| Text excerpt |
• • • • • • •

Why are American jobs disappearing? Why are most of the mass-produced products that you find on Wal-Mart shelves “Made in China”?

The answer doesn’t exactly take an economist to figure out.

China is notorious for low wages, which is the reason many companies resort to sending work overseas.

Despite the costs of shipping products from China, appallingly cheap wages allow the Chinese to produce inexpensive products for today’s bargain-hungry consumers.

Recently, China decided to lend a “helping” hand to its poverty-stricken citizens by raising its poverty threshold, a move that made 100 million Chinese citizens qualify as “poor”, allowing them to receive assistance from the government.

While such a move may allow China propagandists to tout a growing China economy leading to economic improvements for her people, upon closer examination the reality paints a much different picture.




Poverty in China

Previously, to qualify as poor, rural Chinese people could not earn more than 1196 yuan ($187) per year per person. That line has now been set at 2300 yuan ($361) per person each year. You read that right – each year.

While this is a “huge” increase of 92 percent allows pro-government propagandists to preach that Chinese wealth is being fairly distributed, it is still difficult to imagine living on such horrid wages in the U.S.

This means that there is no competition when it comes to setting minimum wages in China, when compared to the minimum wage in Western nations. When a Chinese citizen only needs to earn $361 in an entire year in order to “rise above” the set poverty line – the need to pay fair wages is not that pressing for companies in China.

made in china

Wages in China

With that said, some areas of China have seen a steady wage increases over the last several years, including the wage of migrant workers. (4)

While this would seem like good news, it is only good if workers are actually paid for the work they do. Even though it is illegal to withhold wages if a company has the means to pay, many companies in China are still refusing to do so.

• • • • • • •

| Records supplied |
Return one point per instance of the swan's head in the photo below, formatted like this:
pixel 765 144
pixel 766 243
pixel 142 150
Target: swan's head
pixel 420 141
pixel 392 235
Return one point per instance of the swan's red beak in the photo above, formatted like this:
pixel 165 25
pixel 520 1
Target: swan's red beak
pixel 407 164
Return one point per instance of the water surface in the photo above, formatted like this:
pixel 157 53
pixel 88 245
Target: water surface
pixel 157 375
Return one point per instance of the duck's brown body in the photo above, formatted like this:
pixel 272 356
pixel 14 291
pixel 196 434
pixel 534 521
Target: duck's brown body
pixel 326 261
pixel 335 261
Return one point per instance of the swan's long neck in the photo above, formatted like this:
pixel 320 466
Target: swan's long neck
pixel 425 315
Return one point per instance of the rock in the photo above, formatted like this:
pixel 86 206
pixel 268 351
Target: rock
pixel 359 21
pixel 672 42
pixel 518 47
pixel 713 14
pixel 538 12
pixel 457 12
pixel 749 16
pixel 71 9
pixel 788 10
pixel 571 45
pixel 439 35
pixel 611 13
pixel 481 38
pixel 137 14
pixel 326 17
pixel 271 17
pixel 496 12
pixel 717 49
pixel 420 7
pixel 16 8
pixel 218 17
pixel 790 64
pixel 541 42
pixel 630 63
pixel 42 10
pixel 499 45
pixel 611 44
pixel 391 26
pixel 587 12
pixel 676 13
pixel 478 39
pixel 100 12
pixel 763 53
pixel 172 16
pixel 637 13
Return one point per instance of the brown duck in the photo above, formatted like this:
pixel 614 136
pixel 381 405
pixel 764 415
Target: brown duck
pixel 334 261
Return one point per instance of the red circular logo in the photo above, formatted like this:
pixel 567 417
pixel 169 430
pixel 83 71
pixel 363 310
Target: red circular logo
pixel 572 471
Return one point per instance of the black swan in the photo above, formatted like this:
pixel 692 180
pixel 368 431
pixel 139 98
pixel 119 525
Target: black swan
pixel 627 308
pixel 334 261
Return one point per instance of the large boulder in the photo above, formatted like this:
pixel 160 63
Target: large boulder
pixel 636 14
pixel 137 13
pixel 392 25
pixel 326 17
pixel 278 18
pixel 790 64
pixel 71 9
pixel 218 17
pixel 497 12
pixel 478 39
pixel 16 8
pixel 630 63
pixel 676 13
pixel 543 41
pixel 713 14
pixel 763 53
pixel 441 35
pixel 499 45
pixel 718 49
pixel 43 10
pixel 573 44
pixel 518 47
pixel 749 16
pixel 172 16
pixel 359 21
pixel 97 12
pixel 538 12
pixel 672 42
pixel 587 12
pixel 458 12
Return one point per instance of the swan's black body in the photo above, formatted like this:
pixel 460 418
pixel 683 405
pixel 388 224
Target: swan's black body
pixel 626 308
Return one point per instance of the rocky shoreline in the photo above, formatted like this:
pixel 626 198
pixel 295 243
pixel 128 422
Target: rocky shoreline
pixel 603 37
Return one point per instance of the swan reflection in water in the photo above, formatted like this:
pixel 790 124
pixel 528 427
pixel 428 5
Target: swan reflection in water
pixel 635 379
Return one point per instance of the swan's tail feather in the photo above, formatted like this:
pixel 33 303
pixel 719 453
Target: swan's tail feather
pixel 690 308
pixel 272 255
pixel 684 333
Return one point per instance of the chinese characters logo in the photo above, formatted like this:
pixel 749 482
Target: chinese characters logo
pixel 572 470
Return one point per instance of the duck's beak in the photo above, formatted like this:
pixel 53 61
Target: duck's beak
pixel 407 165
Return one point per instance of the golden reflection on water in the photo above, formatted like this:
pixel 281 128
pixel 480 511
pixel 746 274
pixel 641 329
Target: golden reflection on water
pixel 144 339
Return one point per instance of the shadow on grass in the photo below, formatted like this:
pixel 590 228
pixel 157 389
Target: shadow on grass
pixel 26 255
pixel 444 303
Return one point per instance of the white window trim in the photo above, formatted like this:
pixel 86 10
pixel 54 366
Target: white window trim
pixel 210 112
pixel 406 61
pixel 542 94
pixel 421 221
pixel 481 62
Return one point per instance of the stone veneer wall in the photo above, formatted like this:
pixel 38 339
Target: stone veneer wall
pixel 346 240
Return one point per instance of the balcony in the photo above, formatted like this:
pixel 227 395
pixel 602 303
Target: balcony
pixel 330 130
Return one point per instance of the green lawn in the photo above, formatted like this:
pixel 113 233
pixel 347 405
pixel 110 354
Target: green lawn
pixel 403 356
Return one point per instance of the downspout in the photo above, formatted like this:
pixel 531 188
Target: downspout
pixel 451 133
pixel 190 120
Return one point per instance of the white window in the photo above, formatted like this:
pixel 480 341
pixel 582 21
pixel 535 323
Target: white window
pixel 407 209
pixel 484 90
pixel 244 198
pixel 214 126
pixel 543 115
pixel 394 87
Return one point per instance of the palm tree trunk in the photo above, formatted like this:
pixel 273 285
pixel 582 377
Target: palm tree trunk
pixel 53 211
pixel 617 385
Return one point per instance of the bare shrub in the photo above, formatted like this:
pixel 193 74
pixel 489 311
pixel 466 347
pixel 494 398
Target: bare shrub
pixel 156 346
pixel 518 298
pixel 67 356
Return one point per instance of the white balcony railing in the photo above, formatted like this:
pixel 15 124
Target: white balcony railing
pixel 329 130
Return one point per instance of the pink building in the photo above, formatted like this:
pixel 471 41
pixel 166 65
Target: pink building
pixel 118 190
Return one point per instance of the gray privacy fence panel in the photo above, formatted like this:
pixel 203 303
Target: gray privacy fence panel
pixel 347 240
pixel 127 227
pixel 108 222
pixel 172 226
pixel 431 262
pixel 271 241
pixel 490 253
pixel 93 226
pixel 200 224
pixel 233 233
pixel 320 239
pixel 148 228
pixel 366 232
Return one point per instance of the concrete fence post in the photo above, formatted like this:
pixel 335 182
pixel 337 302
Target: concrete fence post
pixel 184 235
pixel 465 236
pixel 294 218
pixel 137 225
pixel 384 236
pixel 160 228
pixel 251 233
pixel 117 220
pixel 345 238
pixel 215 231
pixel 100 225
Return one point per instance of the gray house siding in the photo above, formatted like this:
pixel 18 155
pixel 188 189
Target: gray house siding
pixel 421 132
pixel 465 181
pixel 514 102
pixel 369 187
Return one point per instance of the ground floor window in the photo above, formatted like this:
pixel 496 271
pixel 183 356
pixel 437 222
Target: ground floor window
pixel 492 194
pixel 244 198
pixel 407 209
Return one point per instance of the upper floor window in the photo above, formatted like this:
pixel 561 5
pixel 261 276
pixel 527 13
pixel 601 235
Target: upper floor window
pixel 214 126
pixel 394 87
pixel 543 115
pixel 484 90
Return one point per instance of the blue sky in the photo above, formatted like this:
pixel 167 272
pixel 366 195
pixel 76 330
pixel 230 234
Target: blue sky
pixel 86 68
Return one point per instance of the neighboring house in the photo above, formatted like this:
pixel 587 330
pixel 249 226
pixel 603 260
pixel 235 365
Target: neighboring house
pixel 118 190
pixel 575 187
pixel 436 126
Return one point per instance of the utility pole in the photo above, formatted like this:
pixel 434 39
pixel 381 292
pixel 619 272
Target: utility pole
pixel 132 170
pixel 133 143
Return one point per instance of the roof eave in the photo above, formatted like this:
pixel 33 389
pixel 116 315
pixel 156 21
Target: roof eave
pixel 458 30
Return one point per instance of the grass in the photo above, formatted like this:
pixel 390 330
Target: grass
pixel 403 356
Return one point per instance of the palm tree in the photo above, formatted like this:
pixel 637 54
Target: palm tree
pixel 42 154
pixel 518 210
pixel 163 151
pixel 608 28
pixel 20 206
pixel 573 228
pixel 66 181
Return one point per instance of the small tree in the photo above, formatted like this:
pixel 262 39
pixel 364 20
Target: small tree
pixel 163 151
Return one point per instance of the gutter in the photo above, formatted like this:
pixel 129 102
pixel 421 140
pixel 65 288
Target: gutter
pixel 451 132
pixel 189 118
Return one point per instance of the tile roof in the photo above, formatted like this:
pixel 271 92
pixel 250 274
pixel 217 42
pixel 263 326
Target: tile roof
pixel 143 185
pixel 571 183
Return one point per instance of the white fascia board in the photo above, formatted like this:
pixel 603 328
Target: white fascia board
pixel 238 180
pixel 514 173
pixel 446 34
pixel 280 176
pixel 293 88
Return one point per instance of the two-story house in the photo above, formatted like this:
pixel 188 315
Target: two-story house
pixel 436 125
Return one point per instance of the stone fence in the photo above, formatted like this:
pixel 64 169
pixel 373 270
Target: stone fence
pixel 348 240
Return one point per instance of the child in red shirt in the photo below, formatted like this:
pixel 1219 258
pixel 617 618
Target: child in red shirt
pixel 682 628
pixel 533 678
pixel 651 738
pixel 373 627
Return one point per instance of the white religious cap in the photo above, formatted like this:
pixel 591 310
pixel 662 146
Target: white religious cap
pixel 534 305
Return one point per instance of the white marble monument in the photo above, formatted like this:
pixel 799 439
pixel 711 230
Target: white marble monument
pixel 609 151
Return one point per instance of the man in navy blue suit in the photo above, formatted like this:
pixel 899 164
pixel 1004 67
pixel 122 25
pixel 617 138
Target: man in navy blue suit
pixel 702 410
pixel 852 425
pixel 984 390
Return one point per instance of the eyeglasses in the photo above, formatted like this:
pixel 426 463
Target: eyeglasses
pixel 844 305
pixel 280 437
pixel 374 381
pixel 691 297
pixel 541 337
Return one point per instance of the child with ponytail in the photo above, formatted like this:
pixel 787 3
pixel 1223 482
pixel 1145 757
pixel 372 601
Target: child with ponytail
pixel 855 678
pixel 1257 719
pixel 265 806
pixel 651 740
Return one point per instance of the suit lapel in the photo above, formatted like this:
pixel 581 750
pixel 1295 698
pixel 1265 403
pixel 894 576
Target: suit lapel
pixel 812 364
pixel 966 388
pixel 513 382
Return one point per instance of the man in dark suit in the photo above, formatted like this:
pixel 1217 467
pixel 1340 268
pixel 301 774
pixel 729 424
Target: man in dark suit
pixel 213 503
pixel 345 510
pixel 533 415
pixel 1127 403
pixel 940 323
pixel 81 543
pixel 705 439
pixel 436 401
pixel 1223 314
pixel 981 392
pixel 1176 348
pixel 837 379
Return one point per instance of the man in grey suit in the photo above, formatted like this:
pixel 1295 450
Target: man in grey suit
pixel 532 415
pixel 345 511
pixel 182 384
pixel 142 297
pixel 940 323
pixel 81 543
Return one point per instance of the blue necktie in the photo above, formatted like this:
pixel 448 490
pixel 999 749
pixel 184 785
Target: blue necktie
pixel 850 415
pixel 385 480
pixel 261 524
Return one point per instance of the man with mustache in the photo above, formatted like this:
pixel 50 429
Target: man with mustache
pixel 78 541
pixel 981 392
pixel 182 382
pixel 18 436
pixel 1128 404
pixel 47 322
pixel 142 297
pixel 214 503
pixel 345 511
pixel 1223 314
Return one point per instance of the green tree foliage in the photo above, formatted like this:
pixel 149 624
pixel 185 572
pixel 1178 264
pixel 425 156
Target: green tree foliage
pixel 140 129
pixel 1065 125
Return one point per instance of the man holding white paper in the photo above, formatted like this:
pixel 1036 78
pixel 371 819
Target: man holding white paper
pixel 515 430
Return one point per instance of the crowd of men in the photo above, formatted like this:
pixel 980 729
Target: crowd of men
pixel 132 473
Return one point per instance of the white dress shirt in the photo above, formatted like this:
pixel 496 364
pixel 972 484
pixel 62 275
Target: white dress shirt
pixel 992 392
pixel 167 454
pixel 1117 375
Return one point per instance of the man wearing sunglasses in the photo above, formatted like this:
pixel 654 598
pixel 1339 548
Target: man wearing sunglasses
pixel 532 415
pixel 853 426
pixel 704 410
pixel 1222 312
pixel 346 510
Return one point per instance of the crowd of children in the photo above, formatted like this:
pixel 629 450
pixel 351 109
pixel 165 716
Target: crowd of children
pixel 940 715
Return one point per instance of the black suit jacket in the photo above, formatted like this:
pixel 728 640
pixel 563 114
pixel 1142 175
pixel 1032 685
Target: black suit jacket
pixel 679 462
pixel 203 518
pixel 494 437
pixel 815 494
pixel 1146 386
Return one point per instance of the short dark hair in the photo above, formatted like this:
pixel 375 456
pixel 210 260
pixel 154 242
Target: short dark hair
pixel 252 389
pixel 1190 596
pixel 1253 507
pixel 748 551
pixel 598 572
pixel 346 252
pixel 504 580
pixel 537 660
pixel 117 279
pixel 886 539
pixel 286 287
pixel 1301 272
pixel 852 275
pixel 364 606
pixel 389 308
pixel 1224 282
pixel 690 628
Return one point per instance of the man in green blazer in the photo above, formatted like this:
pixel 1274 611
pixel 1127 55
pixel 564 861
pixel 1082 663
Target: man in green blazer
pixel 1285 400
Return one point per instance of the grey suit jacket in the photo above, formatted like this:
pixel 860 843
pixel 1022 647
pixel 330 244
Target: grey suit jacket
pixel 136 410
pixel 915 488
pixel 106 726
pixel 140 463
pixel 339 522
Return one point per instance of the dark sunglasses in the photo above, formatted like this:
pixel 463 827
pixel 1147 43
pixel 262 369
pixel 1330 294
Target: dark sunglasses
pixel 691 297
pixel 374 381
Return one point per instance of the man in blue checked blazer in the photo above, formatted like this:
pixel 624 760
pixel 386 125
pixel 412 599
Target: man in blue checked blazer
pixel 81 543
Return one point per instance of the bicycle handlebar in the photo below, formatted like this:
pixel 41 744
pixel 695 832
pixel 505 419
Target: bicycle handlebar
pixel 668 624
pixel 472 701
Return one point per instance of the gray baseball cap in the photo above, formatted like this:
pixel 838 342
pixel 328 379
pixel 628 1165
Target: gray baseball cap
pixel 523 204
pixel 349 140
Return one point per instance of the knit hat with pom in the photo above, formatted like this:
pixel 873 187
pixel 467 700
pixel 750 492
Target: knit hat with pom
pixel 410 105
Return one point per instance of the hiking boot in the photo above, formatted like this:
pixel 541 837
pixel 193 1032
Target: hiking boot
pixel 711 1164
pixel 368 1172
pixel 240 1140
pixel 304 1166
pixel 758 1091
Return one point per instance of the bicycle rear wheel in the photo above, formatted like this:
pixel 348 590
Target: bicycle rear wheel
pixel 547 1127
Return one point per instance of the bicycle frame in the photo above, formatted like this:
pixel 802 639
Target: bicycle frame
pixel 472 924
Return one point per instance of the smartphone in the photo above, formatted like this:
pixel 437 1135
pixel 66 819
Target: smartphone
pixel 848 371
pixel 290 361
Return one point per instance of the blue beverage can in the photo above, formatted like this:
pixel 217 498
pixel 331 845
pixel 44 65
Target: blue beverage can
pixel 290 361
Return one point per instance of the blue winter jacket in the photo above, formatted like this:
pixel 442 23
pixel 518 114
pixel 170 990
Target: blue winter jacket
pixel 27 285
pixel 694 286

• • • • • • •

| Stated goal |
Repeat the whole article on poverty and wages in China word for word.

| Correct answer |
Why are American jobs disappearing? Why are most of the mass-produced products that you find on Wal-Mart shelves “Made in China”?

The answer doesn’t exactly take an economist to figure out.

China is notorious for low wages, which is the reason many companies resort to sending work overseas.

Despite the costs of shipping products from China, appallingly cheap wages allow the Chinese to produce inexpensive products for today’s bargain-hungry consumers.

Recently, China decided to lend a “helping” hand to its poverty-stricken citizens by raising its poverty threshold, a move that made 100 million Chinese citizens qualify as “poor”, allowing them to receive assistance from the government.

While such a move may allow China propagandists to tout a growing China economy leading to economic improvements for her people, upon closer examination the reality paints a much different picture.




Poverty in China

Previously, to qualify as poor, rural Chinese people could not earn more than 1196 yuan ($187) per year per person. That line has now been set at 2300 yuan ($361) per person each year. You read that right – each year.

While this is a “huge” increase of 92 percent allows pro-government propagandists to preach that Chinese wealth is being fairly distributed, it is still difficult to imagine living on such horrid wages in the U.S.

This means that there is no competition when it comes to setting minimum wages in China, when compared to the minimum wage in Western nations. When a Chinese citizen only needs to earn $361 in an entire year in order to “rise above” the set poverty line – the need to pay fair wages is not that pressing for companies in China.

made in china

Wages in China

With that said, some areas of China have seen a steady wage increases over the last several years, including the wage of migrant workers. (4)

While this would seem like good news, it is only good if workers are actually paid for the work they do. Even though it is illegal to withhold wages if a company has the means to pay, many companies in China are still refusing to do so.